→ **Task**: Reproduce the full listing that appears beneath this instruction exactly.

→ **Exercise material**:
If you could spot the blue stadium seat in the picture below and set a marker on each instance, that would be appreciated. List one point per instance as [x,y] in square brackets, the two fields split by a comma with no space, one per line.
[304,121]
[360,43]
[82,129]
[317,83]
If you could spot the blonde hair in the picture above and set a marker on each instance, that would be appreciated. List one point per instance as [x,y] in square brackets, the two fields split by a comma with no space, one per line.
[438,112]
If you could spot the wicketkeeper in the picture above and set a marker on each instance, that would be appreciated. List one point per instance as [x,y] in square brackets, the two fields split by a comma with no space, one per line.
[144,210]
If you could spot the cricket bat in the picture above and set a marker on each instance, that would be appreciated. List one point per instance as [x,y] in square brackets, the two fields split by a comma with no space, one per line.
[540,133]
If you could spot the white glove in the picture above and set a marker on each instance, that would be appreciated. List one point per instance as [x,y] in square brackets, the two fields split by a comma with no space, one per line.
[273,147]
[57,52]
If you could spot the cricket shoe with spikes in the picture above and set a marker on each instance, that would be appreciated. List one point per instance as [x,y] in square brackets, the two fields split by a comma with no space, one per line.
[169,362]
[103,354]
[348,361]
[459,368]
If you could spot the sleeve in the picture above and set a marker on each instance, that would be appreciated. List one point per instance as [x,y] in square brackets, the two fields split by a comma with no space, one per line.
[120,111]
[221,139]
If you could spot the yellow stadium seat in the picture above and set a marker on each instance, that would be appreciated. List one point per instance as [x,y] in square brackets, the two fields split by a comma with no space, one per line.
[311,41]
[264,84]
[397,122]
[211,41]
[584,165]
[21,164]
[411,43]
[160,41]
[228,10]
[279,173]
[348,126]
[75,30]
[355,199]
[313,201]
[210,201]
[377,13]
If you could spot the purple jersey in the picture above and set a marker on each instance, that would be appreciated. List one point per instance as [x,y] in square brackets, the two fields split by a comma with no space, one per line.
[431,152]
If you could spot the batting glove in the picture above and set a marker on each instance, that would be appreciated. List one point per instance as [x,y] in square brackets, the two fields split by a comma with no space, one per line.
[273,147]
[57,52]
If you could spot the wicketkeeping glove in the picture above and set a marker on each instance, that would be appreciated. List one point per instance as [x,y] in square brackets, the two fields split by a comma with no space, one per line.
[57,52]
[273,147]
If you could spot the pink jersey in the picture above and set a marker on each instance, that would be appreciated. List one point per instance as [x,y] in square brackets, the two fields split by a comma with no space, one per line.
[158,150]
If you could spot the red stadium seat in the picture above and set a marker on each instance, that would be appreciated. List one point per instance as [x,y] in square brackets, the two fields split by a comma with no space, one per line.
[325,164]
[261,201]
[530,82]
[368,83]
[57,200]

→ **Answer to the exercise**:
If you could spot the blue stadium seat in the picture below and set a marker on each instance, that would be appreciated. List one point per instance as [x,y] in square brackets, the two fields split by a comma with no space, one per line.
[304,121]
[360,43]
[82,129]
[317,83]
If you could spot the blonde hair in the picture above and set a marker on each instance, that would be appreciated. List one point per instance as [x,y] in square brackets, the two fields split by a comma with no space, one per line.
[438,112]
If you could spot the wicketkeeper in the picture above and set a marker on each instance, that would be appreciated. List one point per instance as [x,y] in square brackets, the two fields split by a comma with no space, one per line.
[144,210]
If you could spot the cricket bat in the picture above and set a marker on each instance, that would be appreciated. List one point per instance as [x,y] in square brackets, the two fields split by a comma with no space, one per line.
[540,133]
If you could spot the white glove in the picture above and set a marker on each instance, that would be appreciated. List one point per instance as [x,y] in square brackets, the two fields split by a comma with no space, one per line.
[273,147]
[57,52]
If you could spot the cricket shoe with spikes in the picture above and set a marker on each instance, that would be appreciated. List one point per instance as [x,y] in square brackets, the two fields split by a comma with no space, one per line.
[169,362]
[103,354]
[348,361]
[459,368]
If you could spot the sleeve in the picture above and set a marker on each instance, that would be appreciated. List one point per instance as [x,y] in square brackets, the two fields split by a comma with no space, one per line.
[120,111]
[221,139]
If you could spot the yellow stadium seat in the picture above and set a marker on each instance, that would be appreciated. List one point per instance as [x,y] in square brackets, the two fields split by a comma with no space, one per line.
[311,41]
[264,84]
[397,122]
[211,41]
[584,165]
[21,164]
[411,43]
[160,41]
[228,10]
[279,173]
[348,126]
[75,30]
[355,199]
[313,201]
[210,201]
[377,13]
If you could spot the purple jersey in the picture above and set a marker on each instance, that would be appreciated. List one point per instance as [x,y] in square brackets, the two fields split by a comma with no space, one per line.
[431,152]
If you could spot the batting glove in the picture above and set a marker on each instance, that would be appreciated. List one point per instance as [x,y] in square brackets, the two fields split by a comma with no space, one per line.
[273,147]
[57,52]
If you could spot the wicketkeeping glove in the picture above and set a marker on each instance, that would be appreciated. List one point per instance as [x,y] in square brackets, the two fields split by a comma with no space, one per line.
[57,52]
[273,147]
If you could spot the pink jersey in the picture above and set a marker on each instance, that would be appreciated. List one point per instance as [x,y] in square brackets, the two fields split by a comma with no space, one per line.
[158,150]
If you could spot the red stadium seat in the picture above and set a marker on each instance, that would be appreciated. List one point per instance as [x,y] in square brackets, the two fields split by a comma with no space, one per line.
[325,164]
[261,201]
[530,82]
[368,83]
[57,200]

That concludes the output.